Excerpt:
================

If you participated in the Farmers Wife QAL a few years ago, you may recall that the author was frustrated with people blogging detailed posts about what size to cut each piece and how many pieces for every block.  And rightly so.  That's just not cool.  I hope we will all respect copyright laws and respect Atsuko's work.

Thank you so very much for your cooperation.  It is deeply appreciated.


We officially start Monday, March 6th.  We will post two blocks/week until all 99 blocks are finished - so we'll be done February 2018.  That might sound scary and intimidating, but we're in this together.  Slow and steady, and all that jazz.

I'm going to make the blocks in order as they appear in the quilt, starting with the top left corner.  Every week I'll have one pieced and one applique block.  But you do whatever you want, whenever you want!  It's is completely up to you.  Start late, finish early ... do what works for YOU.  There are no penalties for not keeping up or doing your own thing.  This is totally casual!  The point of a QAL is to motivate, inspire, teach, and hopefully entertain.  Rumor has it that there may be giveaways throughout the QAL, and winners might be chosen from hashtags. ;)

Speaking of hashtags, please use #happyflowerqal for all your posts!  We'd love to see your blocks.  Feel free to include info on your fabric choices too.  We're always interested in that sort of thing. ;)

My cohosts and I PLAN to post every Monday.  I emphasize PLAN because I'm sure there will be weeks when one or more of us aren't able to post for one reason or another.  If you're posting your progress, join us on Mondays or feel free to set your own schedule.


As much as I would like to be "tech support" for this project, I have a full-time job.  Add to that my family and home, and ... other things ... I simply don't have time to answer questions and offer help.  So ZakkaWorkshop - the publisher of this book - set up a Facebook Page (click HERE) for QALers to post, share, ask, answer, learn, chat, connect, inspire ... all that really good stuff that comes with a QAL.  I'm super excited about it.  Make sure you join.  I'm hoping some of you expert quilters out there will lend a hand to the newbies.  So if you as me for help, the best I'll be able to do is direct you to the Facebook Page.  All questions posted there will be answered.  That said, I've written some things below that you might find helpful.


This quilt is make with 99 blocks - 50 pieced blocks, 34 applique blocks (a few also have a bit of embroidery details) and 16 squares that are simply a pretty fabric. 

Because this book is published with both imperial (inches) and metric (centimeters), it was impossible to include cutting dimensions for both measuring systems for all the blocks, even the super easy ones.  That's why all the pieced blocks are made with templates.  Most of them are very easy to construct, but there are a few with inset seams.

If you're not a huge fan of templates, you can sometimes get away with measuring the templates and then cutting the fabric without them - but this only works for really super basic shapes.

================

Exercise details:
Answer these questions from the quilt-along post:
1. How many blocks will be posted each week?
2. What hashtag should participants use for their posts?
3. How many of the quilt's blocks are applique blocks?

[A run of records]
================

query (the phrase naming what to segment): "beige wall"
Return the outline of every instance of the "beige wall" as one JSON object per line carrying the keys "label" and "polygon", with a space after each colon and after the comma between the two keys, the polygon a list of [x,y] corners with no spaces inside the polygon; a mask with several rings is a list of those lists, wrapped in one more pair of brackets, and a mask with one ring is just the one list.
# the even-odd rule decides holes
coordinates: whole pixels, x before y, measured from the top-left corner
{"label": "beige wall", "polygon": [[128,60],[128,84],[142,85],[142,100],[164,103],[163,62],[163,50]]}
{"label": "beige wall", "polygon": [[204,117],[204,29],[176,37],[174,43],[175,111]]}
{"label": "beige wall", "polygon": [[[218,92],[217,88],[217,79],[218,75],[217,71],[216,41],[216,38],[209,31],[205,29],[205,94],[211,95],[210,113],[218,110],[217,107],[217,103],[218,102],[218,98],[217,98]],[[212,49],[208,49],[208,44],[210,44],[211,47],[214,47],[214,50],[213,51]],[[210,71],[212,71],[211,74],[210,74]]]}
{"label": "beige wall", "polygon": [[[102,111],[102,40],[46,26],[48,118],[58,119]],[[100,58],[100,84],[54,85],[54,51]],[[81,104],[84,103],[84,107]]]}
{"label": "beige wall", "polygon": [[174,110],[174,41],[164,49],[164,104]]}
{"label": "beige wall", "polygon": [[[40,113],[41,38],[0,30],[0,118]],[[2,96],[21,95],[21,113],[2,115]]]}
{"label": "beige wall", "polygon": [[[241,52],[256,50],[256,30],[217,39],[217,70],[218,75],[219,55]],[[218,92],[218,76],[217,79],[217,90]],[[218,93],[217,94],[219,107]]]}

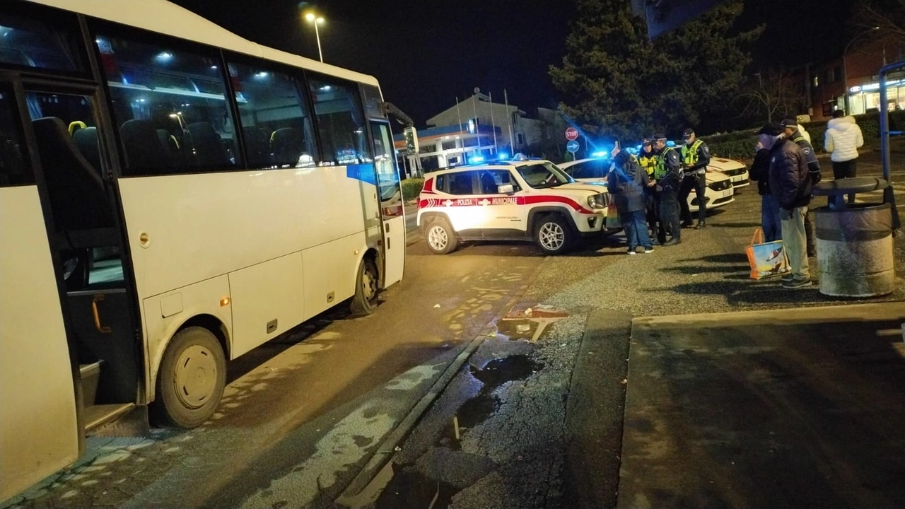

================

Written solution:
1. Two blocks.
2. #happyflowerqal
3. 34